§ EXERCISE BRIEF
Revise the records from the very start down to and including the line holding "pixel 355 480", replacing "sample reply" with "model reply" each time it appears and keeping everything else unchanged. Give only those lines, and leave out the pictures.

§ SUPPLIED MATERIAL
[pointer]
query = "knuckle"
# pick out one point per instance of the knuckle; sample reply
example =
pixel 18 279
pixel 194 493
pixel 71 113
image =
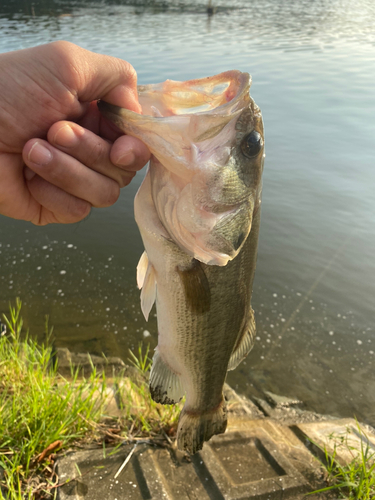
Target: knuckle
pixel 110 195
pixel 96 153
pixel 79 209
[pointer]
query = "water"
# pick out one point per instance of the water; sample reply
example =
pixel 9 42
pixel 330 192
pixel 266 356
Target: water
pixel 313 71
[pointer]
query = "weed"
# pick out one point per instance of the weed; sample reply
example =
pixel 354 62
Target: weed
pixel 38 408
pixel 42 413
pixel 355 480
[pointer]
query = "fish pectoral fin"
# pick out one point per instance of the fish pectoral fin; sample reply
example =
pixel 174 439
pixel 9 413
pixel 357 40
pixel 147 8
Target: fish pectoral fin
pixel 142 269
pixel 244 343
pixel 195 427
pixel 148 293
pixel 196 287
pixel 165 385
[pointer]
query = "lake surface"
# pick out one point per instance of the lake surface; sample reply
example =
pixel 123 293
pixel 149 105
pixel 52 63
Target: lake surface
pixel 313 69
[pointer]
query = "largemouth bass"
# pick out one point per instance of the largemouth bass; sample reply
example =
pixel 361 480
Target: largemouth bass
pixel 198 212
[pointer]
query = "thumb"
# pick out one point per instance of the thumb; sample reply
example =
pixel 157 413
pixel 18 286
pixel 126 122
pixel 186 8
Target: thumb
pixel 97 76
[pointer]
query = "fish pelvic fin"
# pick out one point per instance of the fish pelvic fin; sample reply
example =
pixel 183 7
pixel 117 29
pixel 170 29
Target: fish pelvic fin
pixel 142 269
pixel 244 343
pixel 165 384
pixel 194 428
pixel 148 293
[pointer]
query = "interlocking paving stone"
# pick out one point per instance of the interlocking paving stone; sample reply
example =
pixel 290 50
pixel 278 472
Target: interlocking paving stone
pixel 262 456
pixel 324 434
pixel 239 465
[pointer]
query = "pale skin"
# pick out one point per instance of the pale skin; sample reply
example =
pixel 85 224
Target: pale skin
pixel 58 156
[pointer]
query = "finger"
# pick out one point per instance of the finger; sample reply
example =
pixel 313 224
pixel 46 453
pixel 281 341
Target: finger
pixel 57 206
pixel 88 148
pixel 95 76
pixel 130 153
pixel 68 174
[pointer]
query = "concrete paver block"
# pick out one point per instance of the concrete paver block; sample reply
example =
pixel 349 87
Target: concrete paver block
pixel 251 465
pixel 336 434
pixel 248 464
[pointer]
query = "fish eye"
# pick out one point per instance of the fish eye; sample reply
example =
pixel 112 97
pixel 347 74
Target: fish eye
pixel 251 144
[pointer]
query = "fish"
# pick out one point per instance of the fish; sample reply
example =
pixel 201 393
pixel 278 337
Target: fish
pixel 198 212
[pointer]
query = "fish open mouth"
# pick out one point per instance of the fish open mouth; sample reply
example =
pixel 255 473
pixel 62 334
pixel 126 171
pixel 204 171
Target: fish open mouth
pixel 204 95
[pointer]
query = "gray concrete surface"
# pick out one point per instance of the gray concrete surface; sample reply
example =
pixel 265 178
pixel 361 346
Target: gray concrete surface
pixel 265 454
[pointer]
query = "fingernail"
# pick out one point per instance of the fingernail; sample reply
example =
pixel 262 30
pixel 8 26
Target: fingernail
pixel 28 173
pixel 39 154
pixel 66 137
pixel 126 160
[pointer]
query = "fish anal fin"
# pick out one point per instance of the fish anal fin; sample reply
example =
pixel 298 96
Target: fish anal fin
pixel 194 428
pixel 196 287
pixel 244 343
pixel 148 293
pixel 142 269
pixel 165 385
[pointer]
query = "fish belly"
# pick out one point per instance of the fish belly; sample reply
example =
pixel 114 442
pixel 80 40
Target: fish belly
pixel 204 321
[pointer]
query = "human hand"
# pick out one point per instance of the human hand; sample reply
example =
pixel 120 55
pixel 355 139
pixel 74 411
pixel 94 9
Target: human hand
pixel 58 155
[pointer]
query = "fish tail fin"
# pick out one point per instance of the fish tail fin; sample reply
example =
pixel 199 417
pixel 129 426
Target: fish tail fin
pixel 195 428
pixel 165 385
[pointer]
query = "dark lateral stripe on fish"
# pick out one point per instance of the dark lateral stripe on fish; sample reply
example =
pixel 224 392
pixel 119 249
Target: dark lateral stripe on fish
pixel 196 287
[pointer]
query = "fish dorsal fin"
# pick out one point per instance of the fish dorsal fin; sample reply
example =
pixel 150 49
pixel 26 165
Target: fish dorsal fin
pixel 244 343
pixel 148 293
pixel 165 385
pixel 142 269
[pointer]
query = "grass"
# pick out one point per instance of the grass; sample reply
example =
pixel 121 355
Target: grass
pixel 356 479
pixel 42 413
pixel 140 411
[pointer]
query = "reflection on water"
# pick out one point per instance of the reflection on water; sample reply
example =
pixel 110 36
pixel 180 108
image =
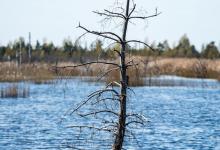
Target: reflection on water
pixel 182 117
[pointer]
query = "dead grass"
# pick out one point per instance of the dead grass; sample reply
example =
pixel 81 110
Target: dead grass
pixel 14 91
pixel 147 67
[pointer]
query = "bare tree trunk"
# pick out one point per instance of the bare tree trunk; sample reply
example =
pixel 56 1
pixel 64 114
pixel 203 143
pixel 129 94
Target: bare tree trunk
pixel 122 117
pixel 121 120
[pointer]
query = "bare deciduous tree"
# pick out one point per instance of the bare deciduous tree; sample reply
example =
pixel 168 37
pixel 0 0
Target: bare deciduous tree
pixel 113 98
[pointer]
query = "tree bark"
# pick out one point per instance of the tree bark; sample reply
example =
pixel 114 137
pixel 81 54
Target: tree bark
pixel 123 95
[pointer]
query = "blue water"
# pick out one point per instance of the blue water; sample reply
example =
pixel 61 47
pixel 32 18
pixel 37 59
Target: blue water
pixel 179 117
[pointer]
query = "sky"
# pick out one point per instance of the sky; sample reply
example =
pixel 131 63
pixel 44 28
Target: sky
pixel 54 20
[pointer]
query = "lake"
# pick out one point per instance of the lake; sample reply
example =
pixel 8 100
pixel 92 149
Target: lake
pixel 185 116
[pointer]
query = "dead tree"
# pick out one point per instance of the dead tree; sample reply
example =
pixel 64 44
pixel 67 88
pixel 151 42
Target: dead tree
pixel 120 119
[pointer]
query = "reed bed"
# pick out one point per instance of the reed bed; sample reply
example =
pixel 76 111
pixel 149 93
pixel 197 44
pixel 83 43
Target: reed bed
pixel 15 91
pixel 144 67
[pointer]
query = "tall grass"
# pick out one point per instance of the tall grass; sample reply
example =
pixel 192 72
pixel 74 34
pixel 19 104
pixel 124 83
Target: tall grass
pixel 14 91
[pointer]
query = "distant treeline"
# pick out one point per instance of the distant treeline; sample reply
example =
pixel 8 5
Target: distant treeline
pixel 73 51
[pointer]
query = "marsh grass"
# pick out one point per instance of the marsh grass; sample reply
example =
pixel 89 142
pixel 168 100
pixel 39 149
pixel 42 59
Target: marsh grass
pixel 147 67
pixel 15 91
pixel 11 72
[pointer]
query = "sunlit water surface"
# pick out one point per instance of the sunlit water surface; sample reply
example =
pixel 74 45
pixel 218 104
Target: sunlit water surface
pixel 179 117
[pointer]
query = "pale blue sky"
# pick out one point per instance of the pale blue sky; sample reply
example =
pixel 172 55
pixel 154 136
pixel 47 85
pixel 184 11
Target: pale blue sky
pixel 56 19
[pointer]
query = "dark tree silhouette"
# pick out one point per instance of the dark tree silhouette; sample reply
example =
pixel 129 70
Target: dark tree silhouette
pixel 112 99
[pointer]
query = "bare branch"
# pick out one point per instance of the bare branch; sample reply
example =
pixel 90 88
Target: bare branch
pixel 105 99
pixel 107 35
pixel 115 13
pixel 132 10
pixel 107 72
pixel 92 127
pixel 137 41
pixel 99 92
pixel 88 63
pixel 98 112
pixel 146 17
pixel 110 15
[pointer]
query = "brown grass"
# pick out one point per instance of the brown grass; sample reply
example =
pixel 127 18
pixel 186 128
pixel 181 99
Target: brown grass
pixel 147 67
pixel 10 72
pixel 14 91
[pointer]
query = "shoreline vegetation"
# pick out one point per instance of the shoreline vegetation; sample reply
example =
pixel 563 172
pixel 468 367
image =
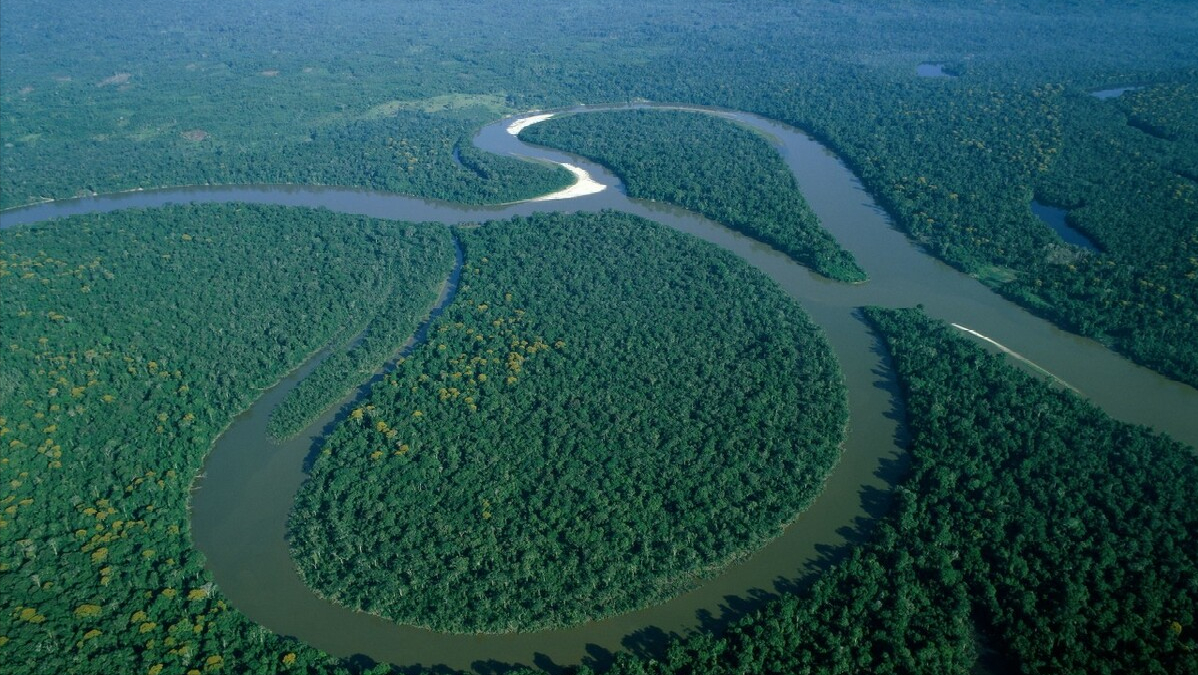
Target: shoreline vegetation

§ CORRECT RESPONSE
[pointer]
query = "knuckle"
# pick out one point per instance of the knuckle; model reply
example =
pixel 18 279
pixel 194 493
pixel 71 113
image =
Target: knuckle
pixel 110 195
pixel 96 153
pixel 79 209
[pointer]
query = "water"
# pick out one point per instance of the water; model reply
example =
pixel 9 42
pixel 330 192
pixel 266 356
Target: water
pixel 313 71
[pointer]
query = "weed"
# pick out one point per instance of the weed; model reply
example =
pixel 354 62
Target: weed
pixel 38 408
pixel 42 413
pixel 355 480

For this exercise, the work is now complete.